Exercise instructions —
A. In the article on exchange traded funds below, rewrite the paragraph beginning "ETFs are pooled investment vehicles" as a short bulleted list that keeps its main facts.
B. According to the article on exchange traded funds below, in what year were ETFs introduced?
C. Extend the article on exchange traded funds below, picking up after its final sentence.

Source document —
────────
Exchange Traded Funds (ETFs) have been
described as very important investment vehicles that can help investors
maximise their returns considering the uninspiring performance of the
stock market.

The Financial Derivatives Company Limited
(FDC) in its latest bi-monthly economic report noted that the benefits
of having diverse investment products like the ETF cannot be over
emphasised.
It noted that while market volatility has made many investors nervous, ETFs have continued to grow.
ETFs are pooled investment vehicles with shares that can be purchased or
sold on a stock exchange at a market-determined price. They offer
investors access to the markets such as the Nigerian Stock Exchange
(NSE), the Standard & Poor’s 500 (S&P 500), the Financial Times
Stock Exchange 100 Index (FTSE), and Johannesburg Stock Exchange (JSE)
while offering diversification, access to non-traditional asset classes
and hedging tools.
Since the introduction of ETFs in 1993,
they have gained widespread acceptance in most developed markets. Over
the last 10 years, investors’ demand for ETFs (both retail and
institutional) has grown markedly, which in turn has led to a greater
variety offered by ETF sponsors. Now there is one for almost every type
of market index or financial benchmark in existence.
────────
Given information —
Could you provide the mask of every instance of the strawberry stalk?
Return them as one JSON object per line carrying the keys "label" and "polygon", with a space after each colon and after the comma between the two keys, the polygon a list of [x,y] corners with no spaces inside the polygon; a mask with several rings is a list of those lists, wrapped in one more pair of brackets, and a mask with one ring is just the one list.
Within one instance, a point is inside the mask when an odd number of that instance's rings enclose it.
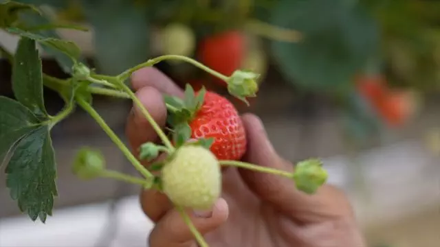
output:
────────
Exercise responses —
A.
- ETFs are pooled investment vehicles whose shares are bought and sold on a stock exchange at a market-determined price.
- They give investors access to markets such as the Nigerian Stock Exchange (NSE), the S&P 500, the FTSE 100 and the Johannesburg Stock Exchange (JSE).
- They also offer diversification, access to non-traditional asset classes, and hedging tools.

B. 1993

C.
As of September 2015, the ETF and
exchange traded products industry managed 5,978 products, representing
total assets of $2.8 trillion.
“ETFs are essential in markets with a
significant low product to investor ratio such as ours. This gap is
expected to be bridged over the coming years. However, our regulators
and fund managers have key roles to play in ensuring the right products
are introduced to the market and that product proliferation does not
lead to investor abuse.
“The Central Bank of Nigeria’s (CBN)
recent introduction of a flexible foreign exchange policy and the
commencement of a futures forex market leads us to believe that the next
wave of market driven changes will be in the capital markets.
“There are plans to introduce esoteric
securities, including equity options and futures that would deepen the
markets and give investors more confidence in products to meet their
investment objectives. We believe that before these products are
introduced, other existing products, such as ETFs and mutual funds, will
gain greater investor acceptance,” it added.
Shedding more light on how ETF works, the
report explained that ETF originates with a sponsor – either a company
or financial institution – who determines the investment objective. The
originator is also referred to as an active participant (AP). The AP
creates a basket of assets (e.g. equities, bonds, commodities,
alternative assets, etc.) and in exchange for those assets receives
creation units in the form of ETF shares.
Once the ETFs have been listed on the
various exchanges, investors can then purchase and incorporate the
securities into their respective portfolios. Institutional and retail
investors can access ETFs in both the primary and secondary markets.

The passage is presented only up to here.